Gains recorded in January wiped out.
By R. Chandrasekaran
CHENNAI: Indian stock markets failed to hold on to the gains in the week ended April 5 following a slender gain recorded in the holiday shortened previous week. The absence of catalyst failed to provide any directions or clues to the market. On the contrary, worries over growth and the earlier elections to Parliament prevented investors from taking any fresh positions.
After the Bombay Stock Exchange’s 30-share barometer suffered a loss of 3.04 percent or 590.94 points in the March quarter, investors are hoping for a fresh buying support from both the domestic as well as foreign investors. However, the losses were extended further and closed with a loss of 975.94 points or 5.02 percent so far in 2013. All the gains recorded in January were not only wiped out, but the Sensex also slipped into losses.
At a time when the market was expecting some favorable news to lift investors’ sentiments, the stock markets were greeted by an unfavorable private survey indicating services sector growth hitting a 17-month low in March. The much expected speech of Congress vice president and prime ministerial candidate for next year Parliament elections Rahul Gandhi at the Confederation of Indian Industry also failed to impress the market sentiments.
Among the major news to hit Indian stock markets during the week included patent war over drugs spill over to chronic ailments such as diabetes; Reserve Bank of India is likely to announce new norms for credit cooperatives; government to ease guidelines for exporters; IT companies worried over lack of entry-level talent; private equity investments drop by half in Q1; SEBI drops charges against 3 in Maytas infrastructure case; Gas Authority of India buys capacity in the US gas terminal; reduced air fares fail to push domestic air travel; car sales plummet in March in a decade; RBI offers flexible work timings to its officers; King Fisher Airlines seek stay from the Court as banks sell pledged shares as part of recovery; Ambani brothers strike a deal on sharing of telecom infrastructure; Reliance pack from both the Ambani groups gain after the deal; Sun Pharma drags Glenmark Pharmaceuticals to court; mutual funds gain about 19 percent in assets in the year ended March 2013 due to significant rise in debt and short-term fund plans; banks resort to opening one-man branches; Air Asia India to start hiring for operations in Chennai; HCL to launch tech hub for US schools; government committed to achieve fiscal deficit target; auto companies feel Indian production units are best globally; Zuari Agro won’t go hostile for Mangalore Chemicals and Fertilisers; government floats Rs.20 billion pool to cover Iran oil; global B-Schools chart emerging market course; State Bank of India sees 30 percent home loan growth in 2013; share repurchase program fails to interest investors as market price rules higher; Neyveli Lignite Corporation pulls out of Tamil Nadu power project; and Rahul Gandhi delivers India Inc. a lecture.

▸ List of tasks
a: Answer these from the stock market report:
(i) How many points did the Bombay Stock Exchange's 30-share barometer lose in the March quarter?
(ii) What did the private survey say about services sector growth in March?
(iii) Which company did Sun Pharma take to court?
b: Carry the stock market report forward, starting after its final sentence.
The data that comes next is from a separate source.

▸ Supplied material
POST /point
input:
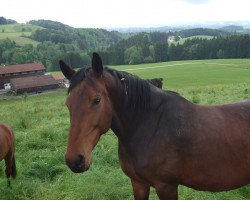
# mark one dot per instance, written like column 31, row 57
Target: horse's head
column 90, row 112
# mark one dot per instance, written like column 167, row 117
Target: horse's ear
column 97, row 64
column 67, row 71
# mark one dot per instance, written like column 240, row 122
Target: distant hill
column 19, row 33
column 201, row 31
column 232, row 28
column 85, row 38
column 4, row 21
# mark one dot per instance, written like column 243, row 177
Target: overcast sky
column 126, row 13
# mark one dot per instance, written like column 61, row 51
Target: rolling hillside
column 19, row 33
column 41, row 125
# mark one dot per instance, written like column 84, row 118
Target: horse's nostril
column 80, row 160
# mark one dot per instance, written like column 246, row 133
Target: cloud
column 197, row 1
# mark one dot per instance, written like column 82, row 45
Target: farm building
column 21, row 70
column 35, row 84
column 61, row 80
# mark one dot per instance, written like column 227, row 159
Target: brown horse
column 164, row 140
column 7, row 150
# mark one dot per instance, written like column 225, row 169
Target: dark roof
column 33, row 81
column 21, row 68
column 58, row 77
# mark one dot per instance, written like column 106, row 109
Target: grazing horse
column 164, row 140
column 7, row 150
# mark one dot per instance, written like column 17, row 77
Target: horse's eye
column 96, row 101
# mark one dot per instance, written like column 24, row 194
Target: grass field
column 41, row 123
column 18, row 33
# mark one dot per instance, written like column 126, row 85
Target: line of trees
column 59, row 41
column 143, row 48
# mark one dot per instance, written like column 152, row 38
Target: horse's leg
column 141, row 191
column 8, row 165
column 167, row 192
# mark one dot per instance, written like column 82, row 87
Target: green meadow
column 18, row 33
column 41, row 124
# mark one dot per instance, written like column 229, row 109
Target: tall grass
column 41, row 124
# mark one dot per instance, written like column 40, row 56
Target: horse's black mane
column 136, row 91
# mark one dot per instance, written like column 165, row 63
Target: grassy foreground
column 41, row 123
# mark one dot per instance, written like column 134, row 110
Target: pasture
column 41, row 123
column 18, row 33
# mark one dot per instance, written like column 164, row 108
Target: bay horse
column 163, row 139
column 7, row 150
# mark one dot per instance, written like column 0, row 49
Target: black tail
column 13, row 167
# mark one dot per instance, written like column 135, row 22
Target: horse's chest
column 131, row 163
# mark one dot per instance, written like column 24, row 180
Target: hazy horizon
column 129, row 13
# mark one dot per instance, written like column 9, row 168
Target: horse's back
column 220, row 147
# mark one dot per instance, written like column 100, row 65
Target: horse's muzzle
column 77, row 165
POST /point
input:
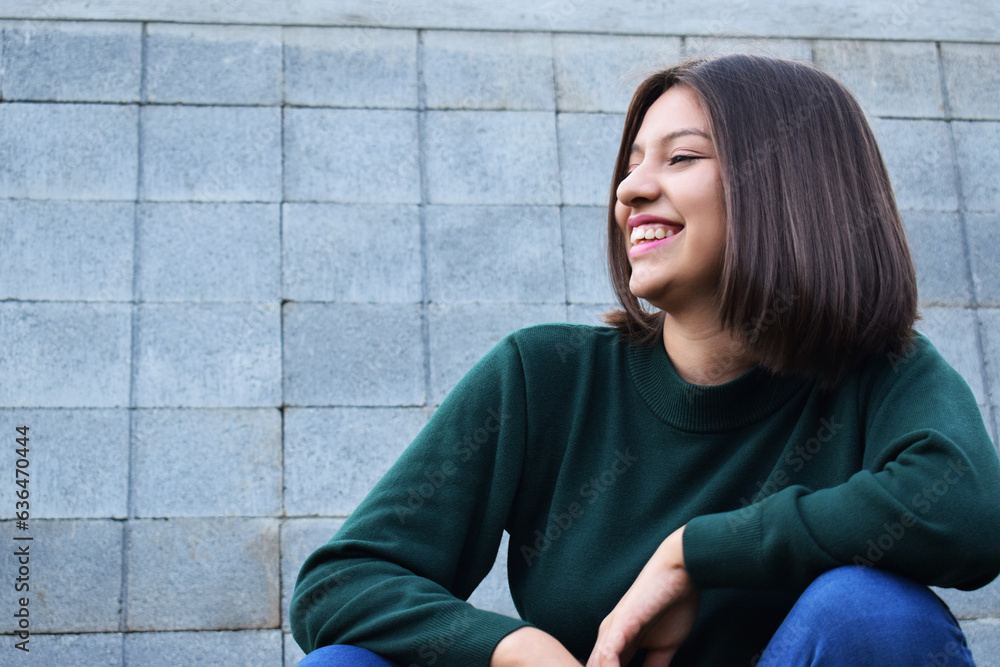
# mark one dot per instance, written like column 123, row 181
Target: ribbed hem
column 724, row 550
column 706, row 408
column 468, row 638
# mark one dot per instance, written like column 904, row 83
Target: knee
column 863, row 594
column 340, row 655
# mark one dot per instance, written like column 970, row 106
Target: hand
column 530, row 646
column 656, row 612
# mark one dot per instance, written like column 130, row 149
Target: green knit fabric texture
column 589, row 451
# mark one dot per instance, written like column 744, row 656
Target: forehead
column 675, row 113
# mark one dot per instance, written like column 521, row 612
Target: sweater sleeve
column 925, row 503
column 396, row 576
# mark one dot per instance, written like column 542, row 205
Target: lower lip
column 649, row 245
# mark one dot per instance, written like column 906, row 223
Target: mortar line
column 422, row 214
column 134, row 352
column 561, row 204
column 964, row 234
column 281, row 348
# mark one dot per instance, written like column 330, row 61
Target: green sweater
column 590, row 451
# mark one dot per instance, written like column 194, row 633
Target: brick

▸ Outputs for the tasks
a:
(i) 590.94 points, or 3.04 percent.
(ii) Services sector growth hit a 17-month low.
(iii) Glenmark Pharmaceuticals.

b:
In the week ended April 5, the BSE’s Sensex shed 385.54 points or 2.05 percent to close the week at 18,450.23 points, while the National Stock Exchange’s Nifty dropped 129.3 points or 2.28 percent to end the week at 5553.25 points.
The markets closed in the red in three out of the five trading sessions. Of the 30 Sensex shares, 9 stocks advanced and 21 ended in the negative territory during the week.
Reliance pack was in the limelight after the Ambani brothers struck a deal on telecom infrastructure sharing. Reliance Industries, an index heavyweight, advanced 0.86 percent, while Anil Ambani controlled Reliance Communications jumped over 14 percent and Reliance Infrastructure edged up by 1.63 percent.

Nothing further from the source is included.